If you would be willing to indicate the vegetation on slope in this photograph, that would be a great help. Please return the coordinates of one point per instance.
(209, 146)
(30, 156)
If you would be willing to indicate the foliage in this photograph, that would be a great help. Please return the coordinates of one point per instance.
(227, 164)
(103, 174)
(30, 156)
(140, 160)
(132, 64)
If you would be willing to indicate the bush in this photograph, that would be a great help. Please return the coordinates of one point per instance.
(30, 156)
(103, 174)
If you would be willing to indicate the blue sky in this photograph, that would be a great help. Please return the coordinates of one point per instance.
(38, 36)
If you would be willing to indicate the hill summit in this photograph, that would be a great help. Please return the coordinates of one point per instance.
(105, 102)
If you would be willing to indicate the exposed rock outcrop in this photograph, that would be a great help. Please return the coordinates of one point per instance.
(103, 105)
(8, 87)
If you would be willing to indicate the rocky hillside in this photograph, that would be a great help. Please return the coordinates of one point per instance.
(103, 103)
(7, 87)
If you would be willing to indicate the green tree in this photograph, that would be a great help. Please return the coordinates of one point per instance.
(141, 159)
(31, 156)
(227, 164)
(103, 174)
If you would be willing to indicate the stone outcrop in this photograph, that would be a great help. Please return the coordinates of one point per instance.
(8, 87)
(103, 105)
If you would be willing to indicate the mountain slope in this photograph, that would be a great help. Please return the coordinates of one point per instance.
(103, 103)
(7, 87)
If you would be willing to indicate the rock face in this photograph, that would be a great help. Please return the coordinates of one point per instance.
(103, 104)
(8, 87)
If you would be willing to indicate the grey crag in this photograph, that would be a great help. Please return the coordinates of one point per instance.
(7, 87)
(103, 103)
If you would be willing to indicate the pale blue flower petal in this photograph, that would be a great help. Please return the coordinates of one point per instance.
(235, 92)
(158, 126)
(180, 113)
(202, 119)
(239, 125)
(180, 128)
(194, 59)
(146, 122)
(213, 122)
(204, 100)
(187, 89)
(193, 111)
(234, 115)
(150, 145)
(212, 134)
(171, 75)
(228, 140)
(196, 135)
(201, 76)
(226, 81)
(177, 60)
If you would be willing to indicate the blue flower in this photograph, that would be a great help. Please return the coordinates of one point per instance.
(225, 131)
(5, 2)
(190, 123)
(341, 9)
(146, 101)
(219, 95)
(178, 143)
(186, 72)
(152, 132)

#### [Given task]
Copy out all of the material above, swapping "instance" for "object" everywhere and keeping everything else the same.

#### [Solution to the exercise]
If you would be willing to indicate the vegetation on slope in this photograph, that would be a great help. Please return the coordinates of one point per object.
(209, 146)
(30, 156)
If you would be willing to indicate the foliage in this photograph, that would be a great help. Please return the coordinates of one point per object.
(227, 164)
(103, 174)
(30, 156)
(140, 160)
(132, 64)
If you would be willing to indicate the bush in this photograph, that would be a great help. Please return the coordinates of one point per object.
(30, 156)
(103, 174)
If you would be willing to indicate the blue sky in this photograph, that would be a great help. Please return the coordinates of one point per object.
(38, 36)
If you would be willing to indicate the hill summit in this photograph, that would be a great help. Please return the coordinates of one point per object.
(105, 102)
If you would be willing to indicate the exposed rock outcrop in this photograph, that would be a great help. Please return the coordinates of one point per object.
(103, 105)
(8, 87)
If you would be willing to indicate the rocky hillside in this photograph, that would be a great help. Please return the coordinates of one point per object.
(103, 103)
(7, 87)
If you would be willing to indicate the green tree in this photograph, that would be a great help. Please return the coordinates of one point per object.
(141, 159)
(31, 156)
(227, 164)
(103, 174)
If you would be willing to indicate the stone outcrop in this photograph, that would be a great help. Please return the coordinates of one point per object.
(8, 87)
(103, 105)
If you would be willing to indicate the mountain slope in this photograph, that would be a great help. Please return the coordinates of one point per object.
(103, 103)
(7, 87)
If you would be willing to indicate the rock face in this photograph, that would be a great help. Please return the coordinates of one point per object.
(103, 104)
(8, 87)
If you would be willing to indicate the grey crag in this photograph, that would be a great help. Please return the coordinates of one point per object.
(7, 87)
(103, 103)
If you would be willing to indicate the pale blue flower petal in this photograph, that would be a great help. Please return the coordinates of one point per object.
(235, 92)
(158, 126)
(180, 113)
(202, 119)
(239, 125)
(180, 128)
(194, 59)
(146, 122)
(213, 122)
(204, 100)
(187, 89)
(193, 111)
(234, 115)
(150, 145)
(212, 134)
(171, 75)
(228, 140)
(196, 135)
(201, 76)
(226, 81)
(177, 60)
If you would be willing to indicate the blue flower in this photograph, that would be a great help. Please return the coordinates of one point per object.
(225, 131)
(5, 2)
(190, 123)
(341, 9)
(146, 101)
(219, 95)
(178, 143)
(186, 72)
(152, 132)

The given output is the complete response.